— REQUEST —
Tally the rows below that contain the string "green". Reply with only the number.
::::::::
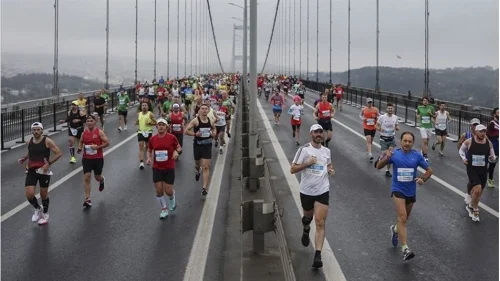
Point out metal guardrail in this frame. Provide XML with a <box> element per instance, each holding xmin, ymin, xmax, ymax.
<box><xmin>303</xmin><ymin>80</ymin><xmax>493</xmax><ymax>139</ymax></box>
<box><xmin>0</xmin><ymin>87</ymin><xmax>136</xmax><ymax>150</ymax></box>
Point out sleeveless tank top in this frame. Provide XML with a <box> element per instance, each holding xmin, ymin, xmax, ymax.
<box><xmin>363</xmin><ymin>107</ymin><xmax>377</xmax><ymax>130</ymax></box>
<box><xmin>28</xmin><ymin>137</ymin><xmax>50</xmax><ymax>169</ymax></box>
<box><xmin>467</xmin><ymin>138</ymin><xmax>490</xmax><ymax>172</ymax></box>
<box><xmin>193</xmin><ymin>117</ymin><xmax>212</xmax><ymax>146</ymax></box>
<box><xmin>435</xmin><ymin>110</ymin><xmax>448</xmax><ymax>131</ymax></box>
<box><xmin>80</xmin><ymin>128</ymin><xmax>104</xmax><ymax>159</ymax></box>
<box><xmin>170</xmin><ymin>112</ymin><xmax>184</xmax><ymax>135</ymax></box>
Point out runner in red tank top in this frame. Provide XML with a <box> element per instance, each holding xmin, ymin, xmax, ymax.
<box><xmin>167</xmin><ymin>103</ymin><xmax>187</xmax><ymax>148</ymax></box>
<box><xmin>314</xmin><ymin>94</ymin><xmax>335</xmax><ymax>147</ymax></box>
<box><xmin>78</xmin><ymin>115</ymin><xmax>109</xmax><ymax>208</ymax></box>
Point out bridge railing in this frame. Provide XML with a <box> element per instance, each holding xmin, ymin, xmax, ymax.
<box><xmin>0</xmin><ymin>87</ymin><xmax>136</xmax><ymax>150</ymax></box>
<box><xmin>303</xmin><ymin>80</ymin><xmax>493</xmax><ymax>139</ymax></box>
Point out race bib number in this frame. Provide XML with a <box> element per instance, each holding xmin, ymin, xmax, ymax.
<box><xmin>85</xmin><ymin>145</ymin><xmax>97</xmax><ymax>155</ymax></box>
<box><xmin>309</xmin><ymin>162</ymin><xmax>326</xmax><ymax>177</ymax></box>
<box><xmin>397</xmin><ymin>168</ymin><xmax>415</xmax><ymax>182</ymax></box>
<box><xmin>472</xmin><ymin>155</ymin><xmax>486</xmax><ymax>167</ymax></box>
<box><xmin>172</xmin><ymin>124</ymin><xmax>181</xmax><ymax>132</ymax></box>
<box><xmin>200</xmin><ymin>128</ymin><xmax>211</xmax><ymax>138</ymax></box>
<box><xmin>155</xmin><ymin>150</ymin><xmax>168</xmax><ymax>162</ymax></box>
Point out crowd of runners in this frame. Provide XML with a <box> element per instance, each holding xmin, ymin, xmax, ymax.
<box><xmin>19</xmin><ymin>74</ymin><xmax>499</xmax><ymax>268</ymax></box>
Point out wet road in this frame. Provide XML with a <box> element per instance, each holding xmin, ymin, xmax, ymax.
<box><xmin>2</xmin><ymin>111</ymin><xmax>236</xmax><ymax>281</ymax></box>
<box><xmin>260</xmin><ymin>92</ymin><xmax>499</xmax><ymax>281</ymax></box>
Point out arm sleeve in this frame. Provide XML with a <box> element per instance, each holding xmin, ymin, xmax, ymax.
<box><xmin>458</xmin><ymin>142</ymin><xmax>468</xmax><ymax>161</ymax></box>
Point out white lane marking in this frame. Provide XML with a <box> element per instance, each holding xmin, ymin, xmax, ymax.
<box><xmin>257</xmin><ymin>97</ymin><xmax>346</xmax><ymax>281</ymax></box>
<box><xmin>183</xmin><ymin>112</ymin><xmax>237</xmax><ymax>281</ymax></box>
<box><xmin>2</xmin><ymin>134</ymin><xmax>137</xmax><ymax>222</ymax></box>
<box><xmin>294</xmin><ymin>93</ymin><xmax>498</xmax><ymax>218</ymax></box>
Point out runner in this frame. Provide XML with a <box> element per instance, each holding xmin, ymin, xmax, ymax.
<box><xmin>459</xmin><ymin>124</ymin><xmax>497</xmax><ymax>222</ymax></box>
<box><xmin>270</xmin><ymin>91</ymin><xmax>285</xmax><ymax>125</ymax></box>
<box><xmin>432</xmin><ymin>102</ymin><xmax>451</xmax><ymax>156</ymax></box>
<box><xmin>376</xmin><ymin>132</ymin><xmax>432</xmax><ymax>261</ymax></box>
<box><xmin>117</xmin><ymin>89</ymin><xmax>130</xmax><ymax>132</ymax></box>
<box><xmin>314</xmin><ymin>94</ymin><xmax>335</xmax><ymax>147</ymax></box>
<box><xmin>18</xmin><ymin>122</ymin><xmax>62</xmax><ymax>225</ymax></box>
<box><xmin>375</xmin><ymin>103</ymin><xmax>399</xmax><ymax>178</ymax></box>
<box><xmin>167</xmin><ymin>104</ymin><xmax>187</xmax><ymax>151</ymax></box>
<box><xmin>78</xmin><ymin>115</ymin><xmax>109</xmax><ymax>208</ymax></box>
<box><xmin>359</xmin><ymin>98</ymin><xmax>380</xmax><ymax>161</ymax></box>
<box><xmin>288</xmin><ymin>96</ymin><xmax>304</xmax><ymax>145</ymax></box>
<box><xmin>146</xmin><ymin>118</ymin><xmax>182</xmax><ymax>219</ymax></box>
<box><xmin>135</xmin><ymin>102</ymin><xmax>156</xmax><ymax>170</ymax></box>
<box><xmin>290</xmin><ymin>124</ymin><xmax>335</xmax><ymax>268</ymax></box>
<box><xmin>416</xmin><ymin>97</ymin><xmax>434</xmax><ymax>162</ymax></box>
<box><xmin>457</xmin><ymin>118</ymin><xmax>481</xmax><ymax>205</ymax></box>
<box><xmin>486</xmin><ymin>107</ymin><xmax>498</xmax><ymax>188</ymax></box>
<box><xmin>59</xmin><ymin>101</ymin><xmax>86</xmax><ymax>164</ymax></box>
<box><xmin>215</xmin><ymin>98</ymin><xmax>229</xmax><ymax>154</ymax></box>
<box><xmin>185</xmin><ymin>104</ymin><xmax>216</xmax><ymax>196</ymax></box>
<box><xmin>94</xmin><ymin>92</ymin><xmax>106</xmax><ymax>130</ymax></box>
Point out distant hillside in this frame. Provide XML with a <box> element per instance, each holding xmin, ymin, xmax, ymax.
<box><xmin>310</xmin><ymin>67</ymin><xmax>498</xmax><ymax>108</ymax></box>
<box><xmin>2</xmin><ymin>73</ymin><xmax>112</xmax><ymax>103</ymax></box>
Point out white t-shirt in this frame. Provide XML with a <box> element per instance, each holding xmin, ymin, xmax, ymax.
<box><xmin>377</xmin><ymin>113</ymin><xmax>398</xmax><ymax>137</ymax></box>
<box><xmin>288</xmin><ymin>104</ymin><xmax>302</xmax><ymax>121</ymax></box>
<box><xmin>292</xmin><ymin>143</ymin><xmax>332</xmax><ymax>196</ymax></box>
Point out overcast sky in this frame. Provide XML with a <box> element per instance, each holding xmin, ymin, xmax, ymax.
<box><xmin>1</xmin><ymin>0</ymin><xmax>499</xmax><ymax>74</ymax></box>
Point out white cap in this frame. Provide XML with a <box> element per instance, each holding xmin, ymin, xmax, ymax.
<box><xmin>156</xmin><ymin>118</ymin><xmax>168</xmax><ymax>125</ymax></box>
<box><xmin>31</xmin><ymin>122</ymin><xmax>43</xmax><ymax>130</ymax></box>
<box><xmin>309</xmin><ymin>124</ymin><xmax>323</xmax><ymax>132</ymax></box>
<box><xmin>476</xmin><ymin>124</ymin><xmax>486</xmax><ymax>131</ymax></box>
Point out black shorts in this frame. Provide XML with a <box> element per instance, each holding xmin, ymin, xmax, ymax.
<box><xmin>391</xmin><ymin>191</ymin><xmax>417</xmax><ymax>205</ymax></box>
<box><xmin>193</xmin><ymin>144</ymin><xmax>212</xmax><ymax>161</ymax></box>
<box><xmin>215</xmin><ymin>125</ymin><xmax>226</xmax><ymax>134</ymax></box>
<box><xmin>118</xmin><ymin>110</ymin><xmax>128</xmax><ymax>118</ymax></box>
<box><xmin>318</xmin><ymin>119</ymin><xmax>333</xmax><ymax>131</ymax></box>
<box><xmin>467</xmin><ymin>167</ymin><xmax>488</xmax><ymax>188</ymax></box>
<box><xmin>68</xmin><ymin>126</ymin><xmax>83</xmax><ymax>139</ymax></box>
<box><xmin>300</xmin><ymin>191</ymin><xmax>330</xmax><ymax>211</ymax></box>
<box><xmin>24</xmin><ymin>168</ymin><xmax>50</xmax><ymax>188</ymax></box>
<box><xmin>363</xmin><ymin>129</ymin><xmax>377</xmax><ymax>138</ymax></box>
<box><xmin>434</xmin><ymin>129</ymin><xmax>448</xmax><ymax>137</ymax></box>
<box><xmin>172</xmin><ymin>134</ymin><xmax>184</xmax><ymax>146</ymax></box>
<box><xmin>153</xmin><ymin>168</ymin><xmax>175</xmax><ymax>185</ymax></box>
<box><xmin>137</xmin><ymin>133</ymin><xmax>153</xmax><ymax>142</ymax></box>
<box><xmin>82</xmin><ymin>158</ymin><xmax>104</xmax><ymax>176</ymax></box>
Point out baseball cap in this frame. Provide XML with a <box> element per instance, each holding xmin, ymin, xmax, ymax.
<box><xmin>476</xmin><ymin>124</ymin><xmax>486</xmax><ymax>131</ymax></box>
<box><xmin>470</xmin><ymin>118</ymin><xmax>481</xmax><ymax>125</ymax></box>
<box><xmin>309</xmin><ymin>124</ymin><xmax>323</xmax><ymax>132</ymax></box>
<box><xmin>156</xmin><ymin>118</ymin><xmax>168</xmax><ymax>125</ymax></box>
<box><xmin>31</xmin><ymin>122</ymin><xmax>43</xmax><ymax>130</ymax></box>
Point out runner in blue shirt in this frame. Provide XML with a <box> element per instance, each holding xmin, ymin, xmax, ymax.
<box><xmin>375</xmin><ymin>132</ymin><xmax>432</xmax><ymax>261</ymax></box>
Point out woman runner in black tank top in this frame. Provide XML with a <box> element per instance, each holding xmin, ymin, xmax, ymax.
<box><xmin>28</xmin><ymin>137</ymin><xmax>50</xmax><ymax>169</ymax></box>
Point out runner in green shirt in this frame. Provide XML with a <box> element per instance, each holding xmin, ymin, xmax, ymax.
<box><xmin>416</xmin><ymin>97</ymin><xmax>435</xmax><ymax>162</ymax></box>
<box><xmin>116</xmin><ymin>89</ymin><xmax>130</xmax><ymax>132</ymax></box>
::::::::
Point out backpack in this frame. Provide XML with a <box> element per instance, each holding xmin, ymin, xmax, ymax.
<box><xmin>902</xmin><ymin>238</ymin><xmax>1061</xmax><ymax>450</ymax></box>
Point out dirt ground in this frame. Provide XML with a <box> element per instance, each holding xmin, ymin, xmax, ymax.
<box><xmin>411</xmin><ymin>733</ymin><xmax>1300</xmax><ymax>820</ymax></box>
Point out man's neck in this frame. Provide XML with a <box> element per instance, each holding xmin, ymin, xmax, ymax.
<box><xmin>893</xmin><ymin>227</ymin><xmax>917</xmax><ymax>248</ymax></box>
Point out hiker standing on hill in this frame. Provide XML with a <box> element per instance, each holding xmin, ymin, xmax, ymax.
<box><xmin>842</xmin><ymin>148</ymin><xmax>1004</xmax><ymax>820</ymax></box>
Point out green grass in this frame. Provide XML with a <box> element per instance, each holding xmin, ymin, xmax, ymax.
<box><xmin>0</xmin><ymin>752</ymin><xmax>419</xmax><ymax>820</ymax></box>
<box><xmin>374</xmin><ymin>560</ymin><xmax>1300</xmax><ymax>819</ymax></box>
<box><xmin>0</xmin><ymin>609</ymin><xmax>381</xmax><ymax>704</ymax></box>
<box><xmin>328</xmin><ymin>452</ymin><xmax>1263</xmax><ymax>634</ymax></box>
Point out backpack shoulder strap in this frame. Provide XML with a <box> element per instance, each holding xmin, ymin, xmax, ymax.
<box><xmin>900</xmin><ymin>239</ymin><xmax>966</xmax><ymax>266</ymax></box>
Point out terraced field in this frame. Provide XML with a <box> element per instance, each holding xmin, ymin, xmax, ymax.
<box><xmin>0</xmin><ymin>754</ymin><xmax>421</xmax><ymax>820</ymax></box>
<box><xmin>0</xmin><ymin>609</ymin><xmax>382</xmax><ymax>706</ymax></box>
::::::::
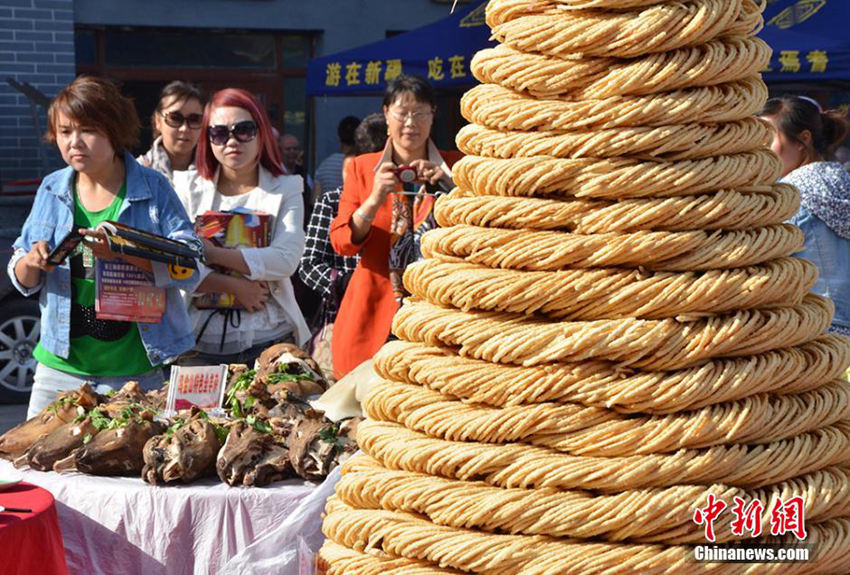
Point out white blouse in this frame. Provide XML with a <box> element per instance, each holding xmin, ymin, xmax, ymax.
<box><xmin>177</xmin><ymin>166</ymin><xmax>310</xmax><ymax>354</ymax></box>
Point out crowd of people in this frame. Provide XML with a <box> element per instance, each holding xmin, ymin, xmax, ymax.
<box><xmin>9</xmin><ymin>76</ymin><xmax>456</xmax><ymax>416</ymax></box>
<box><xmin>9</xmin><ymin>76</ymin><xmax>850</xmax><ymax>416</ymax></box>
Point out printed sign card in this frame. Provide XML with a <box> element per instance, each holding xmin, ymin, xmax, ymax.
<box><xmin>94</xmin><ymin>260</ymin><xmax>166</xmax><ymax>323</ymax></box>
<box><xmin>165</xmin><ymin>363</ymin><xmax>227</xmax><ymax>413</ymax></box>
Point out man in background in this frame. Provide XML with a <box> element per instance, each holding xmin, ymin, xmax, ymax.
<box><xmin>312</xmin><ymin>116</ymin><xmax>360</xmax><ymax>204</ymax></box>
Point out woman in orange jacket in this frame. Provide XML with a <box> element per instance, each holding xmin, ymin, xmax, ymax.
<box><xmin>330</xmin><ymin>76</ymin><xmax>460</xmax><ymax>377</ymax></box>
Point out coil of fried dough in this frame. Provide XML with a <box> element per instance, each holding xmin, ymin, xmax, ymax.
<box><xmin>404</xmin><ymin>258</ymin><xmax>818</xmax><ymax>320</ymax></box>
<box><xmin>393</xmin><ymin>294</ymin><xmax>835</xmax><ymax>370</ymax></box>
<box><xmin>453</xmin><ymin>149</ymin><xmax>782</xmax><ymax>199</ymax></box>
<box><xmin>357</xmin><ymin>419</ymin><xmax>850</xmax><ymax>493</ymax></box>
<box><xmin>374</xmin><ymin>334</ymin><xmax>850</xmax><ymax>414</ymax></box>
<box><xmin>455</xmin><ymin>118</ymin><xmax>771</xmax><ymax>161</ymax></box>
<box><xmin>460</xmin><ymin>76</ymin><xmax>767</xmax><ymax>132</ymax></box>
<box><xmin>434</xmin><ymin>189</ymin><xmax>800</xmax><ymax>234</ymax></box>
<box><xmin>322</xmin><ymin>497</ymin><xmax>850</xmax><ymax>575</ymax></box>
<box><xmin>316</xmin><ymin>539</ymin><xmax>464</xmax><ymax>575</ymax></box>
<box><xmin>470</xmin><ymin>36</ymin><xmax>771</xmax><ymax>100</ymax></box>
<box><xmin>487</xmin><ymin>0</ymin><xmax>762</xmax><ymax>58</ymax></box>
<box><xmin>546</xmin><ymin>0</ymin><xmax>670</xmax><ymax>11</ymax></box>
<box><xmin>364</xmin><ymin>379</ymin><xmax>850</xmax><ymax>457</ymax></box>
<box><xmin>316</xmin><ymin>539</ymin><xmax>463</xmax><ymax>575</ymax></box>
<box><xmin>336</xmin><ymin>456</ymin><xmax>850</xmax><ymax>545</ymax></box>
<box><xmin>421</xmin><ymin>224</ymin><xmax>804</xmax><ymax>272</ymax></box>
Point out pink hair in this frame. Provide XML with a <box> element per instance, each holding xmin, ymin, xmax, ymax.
::::::::
— CORRECT RESULT —
2